■ Exercise details ■
Extend the fishing report from its final sentence onward.

■ Extract to read ■
============================================================

Friday, July 27, 2007

TheDay - There's Competition For Hot Spots Between Tourists, Regulars

  • The summer crunch is here: our towns are crowded with tourists from all over the country, competing with locals when it comes time to get gas during the busiest parts of the day. Included in their travels were lots of fishing trips, taking advantage of near-perfect weather at mid-week.
  • Hillyers Tackle advised all looking for keeper fluke to fish in 75-100 feet — or deeper— at places like the Bloody Grounds, Two Tree Channel or off Black Point. Whole squid on a two-hook rig or large smelt or other bigger baits are the ways to get the doormats versus a day with all throwbacks.
  • Best stripers catches have been after dark with fish over 30 pounds on the scales as a result. Schoolie bass are around the mouths of the rivers or the rocks at mouth of the Thames taking plugs or small plastic lures. The same could be said for casting around Little Gull on certain days at sunrise.
  • Two of the people from the store fished with live porgies around Valiant Shoal during a crowded time on Tuesday evening, catching some large bass. Porgy catches have been good to excellent at White Rock and Two Tree Island. Black fishing isn't too, too bad considering the time of year. Try in the deeper water on some rocky bottom outside Black Point.
  • Small to medium blues were the norm from The Race from most of the week along with a mix of blues and schoolies caught at sunrise around Race Rock. Hickory shad can be caught at times in the Niantic River on shad darts or small white grubs on a lead head. Blue crabbing is good right now but the snapper blues just yet are pretty small.
  • Capt. Al Anderson said his last two trips offshore weren't all that good. Over the last weekend, he started off catching some schoolies and blues off Southeast Light of Block then went out to 30 fathoms, trolling roughly from west of The Dump back over to south of Block Island for catch of mahi to 16.8 pounds. The next day they trolled down wind in a northeast wind, catching three very small bluefin and lots of green bonito at roughly 14550 x 43750. During the last trip Al said they got three or four mystery hits on the trolled lures, fish that burned off some line then came free each time.

============================================================

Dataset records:
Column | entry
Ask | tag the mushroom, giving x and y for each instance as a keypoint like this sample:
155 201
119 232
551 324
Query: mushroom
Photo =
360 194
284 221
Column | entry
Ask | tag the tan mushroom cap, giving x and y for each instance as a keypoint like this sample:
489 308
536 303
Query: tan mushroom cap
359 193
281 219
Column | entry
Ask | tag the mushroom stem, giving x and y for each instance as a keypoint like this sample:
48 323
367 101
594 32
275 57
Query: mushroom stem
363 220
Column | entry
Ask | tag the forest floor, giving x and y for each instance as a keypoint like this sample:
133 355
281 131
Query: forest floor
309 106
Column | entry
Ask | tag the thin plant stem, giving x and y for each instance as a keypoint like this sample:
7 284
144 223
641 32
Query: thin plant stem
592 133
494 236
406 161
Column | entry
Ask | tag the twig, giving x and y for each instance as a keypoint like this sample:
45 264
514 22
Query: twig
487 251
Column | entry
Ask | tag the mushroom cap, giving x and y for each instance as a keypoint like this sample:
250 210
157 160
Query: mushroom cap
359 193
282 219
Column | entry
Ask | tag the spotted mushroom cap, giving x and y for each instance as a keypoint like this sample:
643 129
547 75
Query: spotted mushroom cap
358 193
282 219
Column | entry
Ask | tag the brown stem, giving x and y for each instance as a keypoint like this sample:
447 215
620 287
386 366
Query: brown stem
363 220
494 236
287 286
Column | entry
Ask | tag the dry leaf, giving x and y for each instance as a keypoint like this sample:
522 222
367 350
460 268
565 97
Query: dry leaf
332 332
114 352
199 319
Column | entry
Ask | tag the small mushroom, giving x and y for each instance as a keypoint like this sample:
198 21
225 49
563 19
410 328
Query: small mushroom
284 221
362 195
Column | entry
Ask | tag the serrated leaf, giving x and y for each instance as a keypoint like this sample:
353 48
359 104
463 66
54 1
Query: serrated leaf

============================================================

■ The answer ■
  • Fluking was good on some of the weekdays said Capt. Don's in Charlestown, people catching shorts and keepers just outside the pot line in 35-40 feet of water off the Fire District Beach at Weekapaug. There are schoolie bass in Quonny Pond for the small boater and fluke of various sizes moving in and out of the pond.
  • Don at King Cove said fluking was steady since last report at all the usual spots plus some keepers from the 23-foot hump off the East breakwater at Stonington. Sea bass catches (very good on the table) are fair to good for a few days then drop off to almost nothing for the next three days. Porgies are almost on any rock pile from Latimer Light to Weekapaug.
  • Light tackle boats found lots of bass on times around the Watch Hill Reefs but the fish were feeding on very tiny bait and very hard to fool unless you used a tiny fly to match the forage. Biggest striper of the week was another 50 for Ken Zwirko, this one a 53-pounder fooled with bunker. Not long ago, Ken weighed in a hefty 58-pounder from the reefs.
  • Shore anglers are catching some schoolies early in the day at Stonington Point and some blackfish from the Monsanto jetty plus a few keepers on a weekly basis from the Stonington commercial dock.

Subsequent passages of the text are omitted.